>> begin TASK DATA

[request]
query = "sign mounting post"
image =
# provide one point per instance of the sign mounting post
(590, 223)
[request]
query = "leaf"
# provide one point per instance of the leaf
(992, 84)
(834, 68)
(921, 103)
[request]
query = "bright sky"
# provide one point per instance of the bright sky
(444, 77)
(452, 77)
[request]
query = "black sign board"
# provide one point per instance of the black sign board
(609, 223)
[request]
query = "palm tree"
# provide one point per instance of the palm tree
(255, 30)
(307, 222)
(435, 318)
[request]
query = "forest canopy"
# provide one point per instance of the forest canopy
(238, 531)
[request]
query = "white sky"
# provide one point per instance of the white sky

>> end TASK DATA

DO THIS:
Arrange every line of the records above as a numbered list, omitting any blank lines.

RIGHT ANSWER:
1. [request]
2. query = "sign mounting post"
3. image =
4. # provide one point per instance of the sign mounting post
5. (590, 223)
6. [request]
7. query = "leaf"
8. # provide one point per instance of the leaf
9. (992, 84)
10. (834, 68)
11. (921, 103)
12. [request]
13. query = "bright sky"
14. # provide one point per instance of the bright sky
15. (444, 77)
16. (452, 77)
17. [request]
18. query = "black sign board"
19. # provide one point per instance of the black sign board
20. (609, 223)
21. [request]
22. query = "palm tree"
23. # provide one point per instance of the palm tree
24. (255, 30)
25. (307, 222)
26. (435, 318)
27. [request]
28. query = "forest canopy"
29. # provide one point per instance of the forest canopy
30. (238, 531)
31. [request]
32. query = "white sky"
33. # provide one point per instance of the white sky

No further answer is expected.